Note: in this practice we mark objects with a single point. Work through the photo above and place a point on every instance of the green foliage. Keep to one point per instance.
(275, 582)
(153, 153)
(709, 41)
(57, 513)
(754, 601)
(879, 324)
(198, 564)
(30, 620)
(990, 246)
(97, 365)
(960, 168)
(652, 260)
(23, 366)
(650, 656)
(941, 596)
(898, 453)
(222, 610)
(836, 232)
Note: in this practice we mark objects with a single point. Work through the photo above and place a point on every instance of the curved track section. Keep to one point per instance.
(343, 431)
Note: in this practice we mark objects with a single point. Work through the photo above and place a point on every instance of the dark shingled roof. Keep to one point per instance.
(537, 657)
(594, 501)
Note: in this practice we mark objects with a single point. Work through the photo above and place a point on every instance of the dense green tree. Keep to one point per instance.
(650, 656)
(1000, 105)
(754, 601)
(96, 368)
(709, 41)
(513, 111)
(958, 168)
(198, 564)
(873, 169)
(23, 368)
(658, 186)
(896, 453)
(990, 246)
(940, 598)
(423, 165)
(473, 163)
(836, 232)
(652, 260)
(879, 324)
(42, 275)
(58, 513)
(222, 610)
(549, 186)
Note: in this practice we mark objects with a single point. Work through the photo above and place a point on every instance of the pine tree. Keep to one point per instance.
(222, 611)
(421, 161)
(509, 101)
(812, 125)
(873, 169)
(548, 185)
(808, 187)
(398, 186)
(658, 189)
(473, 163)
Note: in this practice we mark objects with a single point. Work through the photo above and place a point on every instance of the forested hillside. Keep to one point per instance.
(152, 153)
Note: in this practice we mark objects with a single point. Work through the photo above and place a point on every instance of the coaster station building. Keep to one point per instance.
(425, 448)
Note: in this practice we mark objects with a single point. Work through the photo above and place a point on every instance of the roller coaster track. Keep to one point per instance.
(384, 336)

- Stated task -
Repeat word for word the lines running from the line containing "pine tree. Keep to one point per instance." to the end of the entries above, inclusive.

- Answer for the task -
Note: in this practice we mark objects with a single point. Work through the photo above and place a point on every instance of the pine tree. Keep to one point per instance.
(222, 611)
(421, 161)
(509, 101)
(812, 125)
(873, 169)
(548, 185)
(808, 187)
(398, 186)
(658, 189)
(473, 163)
Note: in this practice we mark objects with a single point. Work through the photo above and place a point on every instance of the forested hillside. Keep to one point per instance.
(152, 153)
Note: in this practice we mark objects with a single point. Work through the photo above and place a point on every instance of the coaster station building. Keep to one point per instance.
(425, 448)
Note: in this practice we mark objects with a single point. Work through the photo above and place a point on every instance of the roller coaster track. Keep to one point per instance.
(384, 336)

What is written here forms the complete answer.